How to complete this task:
Your answer must be the exact lines below, starting with the line with "Please segment the person's forearm." and going on through the line with "Please segment the door", both included, with no pictures.

** Opening Data for this task block **

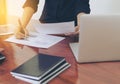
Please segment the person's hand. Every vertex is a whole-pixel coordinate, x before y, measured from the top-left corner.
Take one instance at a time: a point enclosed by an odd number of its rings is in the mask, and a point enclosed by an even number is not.
[[[28,30],[26,28],[21,28],[20,26],[15,30],[15,37],[17,39],[24,39],[26,37],[28,37],[29,33]]]
[[[76,36],[79,34],[79,31],[80,31],[79,29],[80,29],[79,26],[76,26],[74,32],[68,32],[68,33],[65,33],[64,35],[65,36]]]

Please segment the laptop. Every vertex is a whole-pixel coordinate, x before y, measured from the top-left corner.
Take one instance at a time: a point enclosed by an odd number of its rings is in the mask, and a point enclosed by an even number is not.
[[[78,43],[70,43],[78,63],[120,60],[120,15],[80,17]]]

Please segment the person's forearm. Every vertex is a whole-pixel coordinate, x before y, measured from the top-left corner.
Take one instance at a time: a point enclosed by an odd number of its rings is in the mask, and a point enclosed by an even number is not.
[[[21,23],[23,28],[26,28],[33,14],[34,14],[34,10],[31,7],[24,8],[23,15],[21,17]]]
[[[78,15],[77,15],[77,26],[80,28],[80,16],[81,15],[84,15],[85,13],[84,12],[82,12],[82,13],[79,13]]]
[[[84,14],[85,14],[84,12],[81,12],[77,15],[77,26],[75,26],[76,33],[79,33],[79,31],[80,31],[80,16],[84,15]]]

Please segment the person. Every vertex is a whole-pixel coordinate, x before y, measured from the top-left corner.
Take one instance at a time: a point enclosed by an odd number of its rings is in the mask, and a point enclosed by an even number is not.
[[[39,0],[26,0],[23,5],[23,15],[20,18],[22,24],[18,26],[15,33],[16,38],[22,39],[29,35],[26,29],[31,17],[38,9]],[[90,13],[89,0],[45,0],[41,23],[75,22],[75,32],[68,32],[64,35],[76,35],[80,30],[80,16]],[[24,33],[21,31],[24,31]]]

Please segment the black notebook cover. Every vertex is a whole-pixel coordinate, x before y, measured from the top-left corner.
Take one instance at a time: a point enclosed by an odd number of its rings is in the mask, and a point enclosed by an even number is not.
[[[39,80],[64,61],[64,57],[38,54],[12,70],[11,74]]]
[[[17,75],[13,75],[15,78],[26,81],[31,84],[47,84],[50,80],[58,76],[60,73],[62,73],[64,70],[70,67],[70,64],[67,62],[63,62],[60,65],[58,65],[56,68],[54,68],[52,71],[50,71],[48,74],[46,74],[42,79],[40,80],[34,80],[29,79]]]

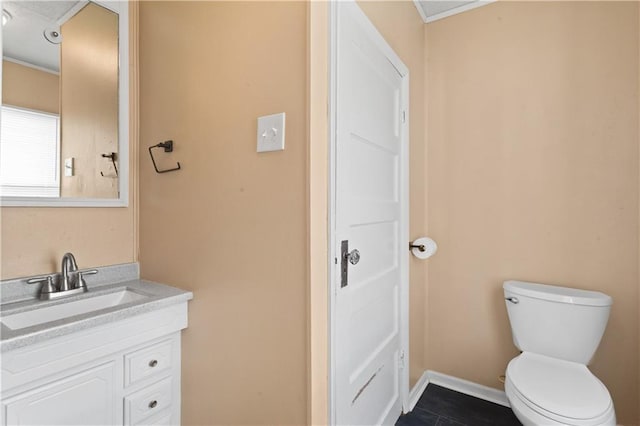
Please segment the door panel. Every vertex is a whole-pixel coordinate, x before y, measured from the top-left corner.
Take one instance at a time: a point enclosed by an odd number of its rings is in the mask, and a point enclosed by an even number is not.
[[[398,334],[398,313],[394,309],[398,302],[397,288],[379,281],[380,283],[375,284],[386,288],[376,291],[375,297],[371,297],[371,294],[362,297],[362,301],[356,304],[359,306],[354,306],[353,314],[349,318],[349,337],[353,348],[349,354],[352,382],[355,382],[357,376],[364,371],[364,367],[371,363],[371,358],[383,352]],[[379,326],[370,327],[370,324]]]
[[[337,244],[348,240],[349,250],[360,252],[360,261],[348,264],[347,286],[335,295],[336,422],[394,423],[401,411],[401,250],[407,250],[401,227],[407,224],[400,159],[408,77],[363,26],[354,2],[336,7],[335,232]]]
[[[352,226],[350,231],[349,245],[358,248],[361,257],[358,265],[349,269],[349,286],[356,289],[390,272],[395,277],[398,268],[397,224],[393,221],[367,223]]]
[[[398,359],[395,354],[391,354],[382,361],[380,367],[368,379],[370,380],[368,386],[357,396],[356,401],[352,402],[351,417],[358,420],[350,424],[379,425],[382,423],[380,413],[388,413],[396,405],[395,401],[399,398],[398,369],[396,368]],[[372,410],[371,407],[377,409]]]
[[[353,199],[398,201],[398,154],[352,135],[349,140],[349,168],[358,170],[349,186]]]

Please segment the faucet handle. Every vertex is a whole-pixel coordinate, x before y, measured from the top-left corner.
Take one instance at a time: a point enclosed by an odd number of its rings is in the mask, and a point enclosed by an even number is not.
[[[48,281],[50,279],[51,279],[51,275],[46,275],[46,276],[43,276],[43,277],[29,278],[27,280],[27,284],[43,283],[43,282]]]
[[[40,293],[55,293],[56,287],[53,285],[53,275],[47,275],[44,277],[36,277],[27,280],[27,284],[37,284],[37,283],[46,283],[42,284],[42,288]]]
[[[77,288],[87,288],[87,283],[84,281],[85,275],[95,275],[98,273],[97,269],[85,269],[84,271],[78,271],[78,285]]]

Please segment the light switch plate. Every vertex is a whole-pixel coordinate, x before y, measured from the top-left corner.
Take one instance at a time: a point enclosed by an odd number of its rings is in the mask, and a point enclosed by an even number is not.
[[[258,118],[258,152],[284,150],[284,119],[284,112]]]

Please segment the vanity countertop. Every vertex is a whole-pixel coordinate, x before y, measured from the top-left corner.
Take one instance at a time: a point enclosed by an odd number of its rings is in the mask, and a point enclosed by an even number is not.
[[[5,301],[5,303],[0,305],[0,322],[2,322],[3,318],[14,314],[37,311],[42,308],[48,309],[56,305],[121,292],[125,289],[134,293],[138,298],[130,302],[125,301],[125,303],[116,306],[98,308],[91,312],[23,328],[12,329],[2,323],[0,326],[0,352],[18,349],[54,337],[112,323],[170,305],[184,303],[193,298],[193,293],[190,291],[141,279],[130,279],[115,283],[102,282],[95,287],[92,287],[89,280],[87,280],[87,285],[89,287],[88,292],[57,300],[43,301],[31,297],[28,299],[23,298],[21,300]]]

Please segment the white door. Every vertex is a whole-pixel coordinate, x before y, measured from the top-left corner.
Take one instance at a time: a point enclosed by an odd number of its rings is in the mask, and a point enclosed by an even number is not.
[[[408,73],[355,2],[335,7],[335,421],[394,424],[408,386]]]

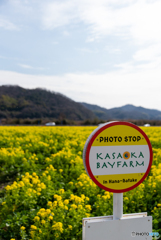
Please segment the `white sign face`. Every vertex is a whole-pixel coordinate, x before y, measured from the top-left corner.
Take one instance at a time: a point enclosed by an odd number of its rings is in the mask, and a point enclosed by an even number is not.
[[[124,214],[121,220],[113,220],[112,216],[84,218],[83,240],[98,240],[100,236],[101,240],[151,240],[152,217],[134,213]]]
[[[111,192],[126,192],[148,175],[152,148],[146,134],[127,122],[111,122],[96,129],[88,138],[84,166],[91,179]]]

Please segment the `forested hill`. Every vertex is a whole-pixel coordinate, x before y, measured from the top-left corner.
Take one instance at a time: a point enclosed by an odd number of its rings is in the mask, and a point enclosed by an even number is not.
[[[68,97],[44,89],[0,86],[0,119],[53,118],[69,120],[94,119],[95,114]]]
[[[125,105],[106,109],[88,103],[78,103],[61,93],[45,89],[24,89],[0,86],[0,122],[2,119],[48,120],[161,120],[161,111]],[[48,121],[47,120],[47,121]]]

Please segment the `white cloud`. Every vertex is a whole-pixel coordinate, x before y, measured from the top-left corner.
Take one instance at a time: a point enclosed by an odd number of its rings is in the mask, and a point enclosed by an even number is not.
[[[45,2],[43,26],[54,29],[68,24],[84,23],[89,39],[109,34],[132,39],[135,44],[161,40],[161,1],[82,0]]]
[[[6,30],[16,30],[16,31],[19,30],[18,26],[10,22],[4,16],[0,16],[0,28],[6,29]]]
[[[43,6],[43,27],[53,29],[64,26],[76,18],[77,11],[72,1],[49,2]]]
[[[83,8],[81,18],[90,28],[94,36],[115,35],[133,39],[135,44],[159,42],[161,40],[161,2],[148,3],[146,0],[132,1],[122,7],[117,2],[111,7],[112,1],[101,1],[88,8]]]
[[[59,42],[57,42],[57,41],[52,41],[52,44],[53,44],[53,45],[57,45],[57,44],[59,44]]]
[[[2,59],[7,59],[7,57],[4,57],[4,56],[0,56],[0,58],[2,58]]]
[[[161,40],[159,0],[9,0],[8,9],[17,21],[22,15],[28,22],[39,19],[48,30],[83,23],[88,41],[108,35],[129,39],[137,45]],[[2,19],[0,26],[14,29],[12,22]]]
[[[38,1],[31,1],[31,0],[8,0],[8,6],[11,7],[12,11],[16,14],[22,14],[24,17],[25,15],[29,15],[33,12],[35,7],[34,2],[38,3]],[[38,8],[38,5],[37,5]],[[31,17],[31,15],[30,15]]]
[[[133,56],[136,61],[156,61],[161,55],[161,43],[142,47]]]
[[[97,49],[90,49],[90,48],[77,48],[77,50],[81,53],[98,53]]]
[[[25,68],[25,69],[36,69],[36,70],[44,70],[45,69],[45,68],[42,68],[42,67],[32,67],[30,65],[21,64],[21,63],[19,63],[18,66],[20,66],[22,68]]]
[[[61,76],[25,75],[0,71],[0,85],[46,88],[60,92],[75,101],[112,108],[134,104],[161,110],[161,69],[136,69],[131,66],[106,74],[68,73]]]
[[[37,24],[41,19],[41,0],[7,0],[0,9],[0,26],[7,30],[21,30]]]
[[[26,69],[33,69],[33,67],[32,66],[29,66],[29,65],[26,65],[26,64],[18,64],[20,67],[22,67],[22,68],[26,68]]]
[[[54,29],[83,23],[88,29],[88,41],[113,35],[130,39],[134,44],[160,42],[161,1],[159,0],[9,0],[9,19],[42,21],[44,29]],[[7,10],[8,9],[8,10]],[[0,26],[17,28],[13,21],[0,19]]]
[[[109,46],[109,45],[106,46],[104,50],[113,54],[120,54],[122,51],[120,48]]]

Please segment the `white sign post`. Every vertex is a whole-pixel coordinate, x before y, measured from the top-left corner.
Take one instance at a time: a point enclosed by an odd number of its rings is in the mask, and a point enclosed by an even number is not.
[[[123,193],[113,193],[113,220],[123,217]]]
[[[147,213],[123,214],[123,192],[144,181],[152,158],[147,135],[134,124],[109,122],[89,136],[83,151],[84,167],[95,184],[113,192],[113,216],[83,219],[83,240],[126,240],[134,236],[137,240],[152,239],[148,235],[152,232],[152,217]],[[98,236],[100,231],[102,235]]]

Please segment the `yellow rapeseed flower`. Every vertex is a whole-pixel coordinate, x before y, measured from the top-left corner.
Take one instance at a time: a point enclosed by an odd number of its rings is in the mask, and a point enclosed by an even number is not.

** Closing Data for this task block **

Worked solution:
Please segment the person's forearm. Every vertex is a whole-pixel coordinate, x before y, measured from the top-left corner.
Take one instance at a time: a point enclosed by an odd number of its rings is in the mask, and a point enclosed by an even number is not.
[[[21,23],[23,28],[26,28],[33,14],[34,14],[34,10],[31,7],[24,8],[23,15],[21,17]]]
[[[78,15],[77,15],[77,26],[80,28],[80,16],[81,15],[84,15],[85,13],[84,12],[82,12],[82,13],[79,13]]]
[[[84,14],[85,14],[84,12],[81,12],[77,15],[77,26],[75,26],[76,33],[79,33],[79,31],[80,31],[80,16],[84,15]]]

Please segment the person. Every vertex is a whole-pixel coordinate, x before y, measured from the top-left corner.
Take one instance at a time: a point enclosed by an odd number of its rings is in the mask, and a point enclosed by an even number is not.
[[[39,0],[26,0],[23,5],[23,15],[20,18],[22,24],[18,26],[15,33],[16,38],[22,39],[29,35],[26,29],[31,17],[38,9]],[[90,13],[89,0],[45,0],[41,23],[75,22],[75,32],[68,32],[64,35],[76,35],[80,30],[80,16]],[[24,33],[21,31],[24,31]]]

Please segment the black notebook cover. Every vertex is a whole-pixel coordinate, x before y, measured from the top-left corner.
Take one instance at a time: a point enclosed by an odd number of its rings is in the mask, and a point enclosed by an even number is not.
[[[39,80],[64,61],[64,57],[38,54],[12,70],[11,74]]]
[[[17,75],[13,75],[15,78],[26,81],[31,84],[47,84],[50,80],[58,76],[60,73],[62,73],[64,70],[70,67],[70,64],[67,62],[63,62],[60,65],[58,65],[56,68],[54,68],[52,71],[50,71],[48,74],[46,74],[42,79],[40,80],[34,80],[29,79]]]

Please segment the door panel. Every vertex is a whole-pixel coordinate, x before y, measured from the top-left corner.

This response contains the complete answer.